Listed records:
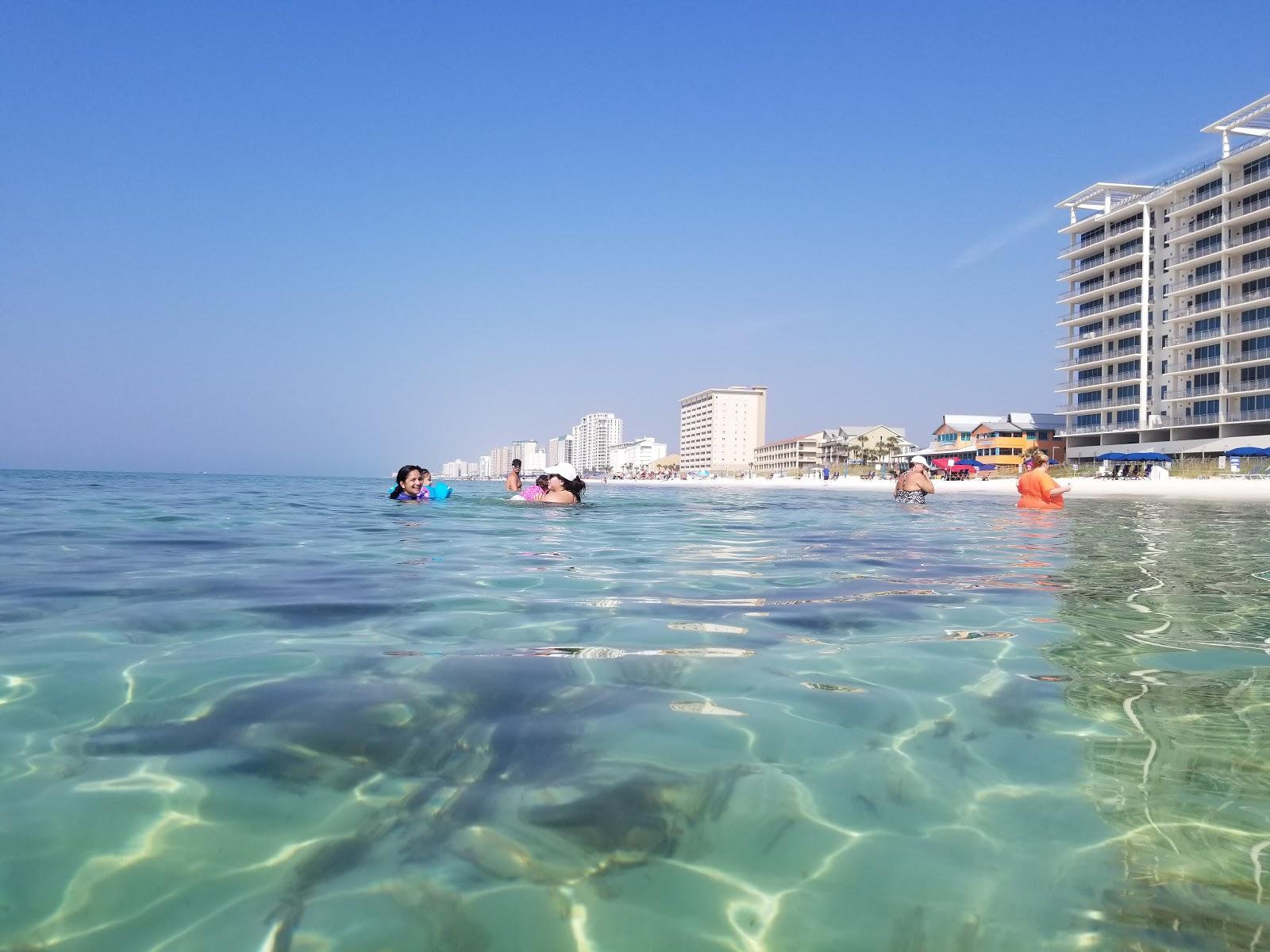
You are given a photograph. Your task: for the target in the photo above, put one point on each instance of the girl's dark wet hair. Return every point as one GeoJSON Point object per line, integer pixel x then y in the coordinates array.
{"type": "Point", "coordinates": [403, 475]}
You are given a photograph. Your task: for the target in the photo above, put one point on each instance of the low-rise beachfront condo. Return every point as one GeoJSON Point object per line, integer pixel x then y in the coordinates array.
{"type": "Point", "coordinates": [1165, 338]}
{"type": "Point", "coordinates": [999, 441]}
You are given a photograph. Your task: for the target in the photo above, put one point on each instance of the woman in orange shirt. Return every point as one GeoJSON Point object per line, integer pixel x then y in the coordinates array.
{"type": "Point", "coordinates": [1037, 488]}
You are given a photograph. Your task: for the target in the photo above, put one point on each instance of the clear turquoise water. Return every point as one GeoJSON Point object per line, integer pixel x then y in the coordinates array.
{"type": "Point", "coordinates": [238, 712]}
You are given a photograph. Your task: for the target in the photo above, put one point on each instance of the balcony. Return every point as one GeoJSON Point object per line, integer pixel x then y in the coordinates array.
{"type": "Point", "coordinates": [1136, 376]}
{"type": "Point", "coordinates": [1083, 361]}
{"type": "Point", "coordinates": [1263, 232]}
{"type": "Point", "coordinates": [1238, 328]}
{"type": "Point", "coordinates": [1081, 270]}
{"type": "Point", "coordinates": [1124, 228]}
{"type": "Point", "coordinates": [1249, 385]}
{"type": "Point", "coordinates": [1255, 175]}
{"type": "Point", "coordinates": [1255, 355]}
{"type": "Point", "coordinates": [1197, 309]}
{"type": "Point", "coordinates": [1198, 420]}
{"type": "Point", "coordinates": [1133, 300]}
{"type": "Point", "coordinates": [1197, 200]}
{"type": "Point", "coordinates": [1197, 336]}
{"type": "Point", "coordinates": [1249, 296]}
{"type": "Point", "coordinates": [1092, 289]}
{"type": "Point", "coordinates": [1198, 365]}
{"type": "Point", "coordinates": [1081, 245]}
{"type": "Point", "coordinates": [1106, 332]}
{"type": "Point", "coordinates": [1080, 315]}
{"type": "Point", "coordinates": [1193, 253]}
{"type": "Point", "coordinates": [1193, 282]}
{"type": "Point", "coordinates": [1250, 207]}
{"type": "Point", "coordinates": [1197, 393]}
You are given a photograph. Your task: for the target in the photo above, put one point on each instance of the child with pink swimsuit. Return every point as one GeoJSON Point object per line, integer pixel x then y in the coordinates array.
{"type": "Point", "coordinates": [533, 494]}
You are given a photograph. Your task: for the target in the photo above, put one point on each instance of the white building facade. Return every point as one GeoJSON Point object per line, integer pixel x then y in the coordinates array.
{"type": "Point", "coordinates": [789, 456]}
{"type": "Point", "coordinates": [592, 438]}
{"type": "Point", "coordinates": [1165, 340]}
{"type": "Point", "coordinates": [635, 455]}
{"type": "Point", "coordinates": [721, 428]}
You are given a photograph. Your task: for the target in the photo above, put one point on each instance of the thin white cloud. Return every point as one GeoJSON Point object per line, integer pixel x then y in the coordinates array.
{"type": "Point", "coordinates": [1153, 175]}
{"type": "Point", "coordinates": [1146, 175]}
{"type": "Point", "coordinates": [988, 247]}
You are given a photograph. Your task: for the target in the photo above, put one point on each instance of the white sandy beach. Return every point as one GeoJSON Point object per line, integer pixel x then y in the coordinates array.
{"type": "Point", "coordinates": [1087, 486]}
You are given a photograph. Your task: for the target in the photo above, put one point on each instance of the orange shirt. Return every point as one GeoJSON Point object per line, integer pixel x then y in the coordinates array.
{"type": "Point", "coordinates": [1034, 488]}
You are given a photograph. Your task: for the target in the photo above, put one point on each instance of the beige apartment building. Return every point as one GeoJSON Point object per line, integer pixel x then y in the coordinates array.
{"type": "Point", "coordinates": [721, 428]}
{"type": "Point", "coordinates": [789, 456]}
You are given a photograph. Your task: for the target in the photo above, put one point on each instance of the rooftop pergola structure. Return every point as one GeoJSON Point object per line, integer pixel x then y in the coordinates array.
{"type": "Point", "coordinates": [1251, 120]}
{"type": "Point", "coordinates": [1102, 197]}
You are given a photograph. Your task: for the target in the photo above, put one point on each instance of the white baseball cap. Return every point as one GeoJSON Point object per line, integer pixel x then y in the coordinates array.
{"type": "Point", "coordinates": [565, 471]}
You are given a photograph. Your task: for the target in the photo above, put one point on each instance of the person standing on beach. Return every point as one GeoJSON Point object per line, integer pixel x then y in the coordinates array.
{"type": "Point", "coordinates": [1037, 488]}
{"type": "Point", "coordinates": [914, 484]}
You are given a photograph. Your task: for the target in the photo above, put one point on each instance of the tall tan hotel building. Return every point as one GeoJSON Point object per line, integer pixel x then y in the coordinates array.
{"type": "Point", "coordinates": [1166, 317]}
{"type": "Point", "coordinates": [721, 428]}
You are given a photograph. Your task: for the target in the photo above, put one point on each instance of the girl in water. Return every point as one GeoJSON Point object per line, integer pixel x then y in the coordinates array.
{"type": "Point", "coordinates": [410, 484]}
{"type": "Point", "coordinates": [564, 486]}
{"type": "Point", "coordinates": [535, 493]}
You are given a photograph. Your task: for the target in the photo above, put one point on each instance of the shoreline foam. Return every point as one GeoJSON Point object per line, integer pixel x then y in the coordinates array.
{"type": "Point", "coordinates": [1086, 486]}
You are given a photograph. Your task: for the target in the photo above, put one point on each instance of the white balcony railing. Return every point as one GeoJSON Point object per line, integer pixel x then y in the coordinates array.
{"type": "Point", "coordinates": [1106, 332]}
{"type": "Point", "coordinates": [1193, 253]}
{"type": "Point", "coordinates": [1198, 420]}
{"type": "Point", "coordinates": [1077, 292]}
{"type": "Point", "coordinates": [1197, 200]}
{"type": "Point", "coordinates": [1250, 207]}
{"type": "Point", "coordinates": [1254, 355]}
{"type": "Point", "coordinates": [1264, 232]}
{"type": "Point", "coordinates": [1245, 386]}
{"type": "Point", "coordinates": [1199, 225]}
{"type": "Point", "coordinates": [1070, 273]}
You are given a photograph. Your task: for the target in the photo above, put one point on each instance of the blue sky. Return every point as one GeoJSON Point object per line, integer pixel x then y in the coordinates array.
{"type": "Point", "coordinates": [334, 238]}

Short exercise: Are you able to set down all the lines above exactly, without any pictures?

Correct output:
You are given a photograph. Your task: for the target in the photo above, put one point on each instance of the girl's dark wet hair. Return every point as one GeoJSON Point object per line, integer pixel x then y in the coordinates array.
{"type": "Point", "coordinates": [403, 475]}
You are given a photograph. Your task: for the target in the photo above, put one point on each instance of the low-rise beachfront condo. Return every point as one GeoJSON Point object per line, integer pixel x then y in the coordinates array.
{"type": "Point", "coordinates": [1165, 338]}
{"type": "Point", "coordinates": [999, 441]}
You are given a photograph. Your task: for the target in the photo above, put one point on each instance of the woman in orange shirt. Return every point as one GeoJSON Point object per line, integer pixel x then y in the coordinates array.
{"type": "Point", "coordinates": [1037, 488]}
You are given a photograph. Your task: for the target in the photo above, put one point on each instance of the clear turquoise water. Return every point as one GeoJSON Point object per line, integer pixel x then y in the coordinates array.
{"type": "Point", "coordinates": [238, 712]}
You are given a photograph. Your task: for the target in the photo above, put one point on each instance of the balcony. Return every point as one GeoJSON Point object per line, integer pixel x then y in the coordinates array.
{"type": "Point", "coordinates": [1136, 376]}
{"type": "Point", "coordinates": [1083, 361]}
{"type": "Point", "coordinates": [1263, 232]}
{"type": "Point", "coordinates": [1238, 328]}
{"type": "Point", "coordinates": [1081, 270]}
{"type": "Point", "coordinates": [1124, 228]}
{"type": "Point", "coordinates": [1249, 385]}
{"type": "Point", "coordinates": [1255, 175]}
{"type": "Point", "coordinates": [1255, 355]}
{"type": "Point", "coordinates": [1197, 309]}
{"type": "Point", "coordinates": [1198, 420]}
{"type": "Point", "coordinates": [1133, 300]}
{"type": "Point", "coordinates": [1197, 200]}
{"type": "Point", "coordinates": [1197, 336]}
{"type": "Point", "coordinates": [1249, 296]}
{"type": "Point", "coordinates": [1092, 289]}
{"type": "Point", "coordinates": [1198, 365]}
{"type": "Point", "coordinates": [1081, 245]}
{"type": "Point", "coordinates": [1106, 332]}
{"type": "Point", "coordinates": [1080, 315]}
{"type": "Point", "coordinates": [1193, 253]}
{"type": "Point", "coordinates": [1193, 282]}
{"type": "Point", "coordinates": [1250, 207]}
{"type": "Point", "coordinates": [1197, 393]}
You are given a photograph. Your task: for the target in the photo above, put one point on each instance of the child with pink swimsuit. Return every point as one GeoJSON Point object per line, integer pixel x then y in the coordinates array.
{"type": "Point", "coordinates": [533, 494]}
You are given a photograph. Your task: for the target in the photo above, put one point on each instance of the white building facade. Return every point as one GeoJSON Point object per line, integer pixel x then y in the coordinates array.
{"type": "Point", "coordinates": [789, 456]}
{"type": "Point", "coordinates": [592, 438]}
{"type": "Point", "coordinates": [1165, 340]}
{"type": "Point", "coordinates": [635, 455]}
{"type": "Point", "coordinates": [721, 428]}
You are given a photograph. Your task: for the target in the photo above, put one point on each instance of the thin white cloud. Return every point as one GeoJSON Point object per line, integer pixel x then y in the coordinates array.
{"type": "Point", "coordinates": [1153, 175]}
{"type": "Point", "coordinates": [1146, 175]}
{"type": "Point", "coordinates": [988, 247]}
You are given a photograph. Your task: for the target in the photo above, put one point on each instance of the white sandy beach. Return every point as one GeoJSON Point object per line, integer pixel x then y in the coordinates array.
{"type": "Point", "coordinates": [1087, 486]}
You are given a photograph. Your task: for the target in the photo above, put one point on each instance of the orange shirt. Return every point as one GeoJSON Point object per line, integer pixel x then y in the coordinates array.
{"type": "Point", "coordinates": [1034, 488]}
You are given a photograph. Your task: for the target in the photo above, put one point on each instance of the beige apartment building. Return every point as one GeoJSON Point object per line, integer pixel x then y in the coordinates array.
{"type": "Point", "coordinates": [721, 428]}
{"type": "Point", "coordinates": [789, 456]}
You are given a photograph. Your task: for the target in the photo above, put one point on each instance of the rooftop pergola structure. Return every point as one GeoJSON Point object per line, integer pixel x then y in the coordinates array.
{"type": "Point", "coordinates": [1251, 120]}
{"type": "Point", "coordinates": [1102, 197]}
You are given a photograph. Your task: for the target in the photo above, put one point on each instance of the white baseball cap. Return every point as one GeoJSON Point object per line, integer pixel x then y in the coordinates array.
{"type": "Point", "coordinates": [565, 471]}
You are given a photograph. Your task: for the target in the photo above, put one point on each instance of the person standing on beach. Return every point as one GeoJSON Point object per line, integer pixel x then y in the coordinates array.
{"type": "Point", "coordinates": [1037, 488]}
{"type": "Point", "coordinates": [914, 484]}
You are given a photograph. Your task: for the target in the photo above, put one point on each instance of the tall tan hotel building. Return every point as one GeoJSON Point object per line, integer pixel x then y in the coordinates array.
{"type": "Point", "coordinates": [1166, 317]}
{"type": "Point", "coordinates": [721, 428]}
You are given a photograph. Your task: for the target in the photo above, put one point on each instance of the girl in water. Return every point as one GeoJSON Point object per line, integer pixel x then y in the coordinates array.
{"type": "Point", "coordinates": [410, 484]}
{"type": "Point", "coordinates": [564, 486]}
{"type": "Point", "coordinates": [535, 493]}
You are given a photograph. Your task: for the target in the photo above, put one point on each instance of the shoreline foam. Return every point as one GeoJSON Point object per line, integer pixel x then y in the coordinates array.
{"type": "Point", "coordinates": [1086, 486]}
You are given a photograph. Your task: for the target in the photo above, put one point on each instance of the white balcony railing. Return every point as one GeoJSON Point object per line, integer pixel x then y in the coordinates array.
{"type": "Point", "coordinates": [1106, 332]}
{"type": "Point", "coordinates": [1193, 253]}
{"type": "Point", "coordinates": [1198, 420]}
{"type": "Point", "coordinates": [1077, 292]}
{"type": "Point", "coordinates": [1197, 200]}
{"type": "Point", "coordinates": [1250, 207]}
{"type": "Point", "coordinates": [1254, 355]}
{"type": "Point", "coordinates": [1264, 232]}
{"type": "Point", "coordinates": [1245, 386]}
{"type": "Point", "coordinates": [1199, 225]}
{"type": "Point", "coordinates": [1070, 273]}
You are given a photograph. Your task: for the target in the photo above, put one point on each instance of the blue sky. Return every point as one GeoJSON Point object per line, integer pixel x then y in the coordinates array.
{"type": "Point", "coordinates": [334, 238]}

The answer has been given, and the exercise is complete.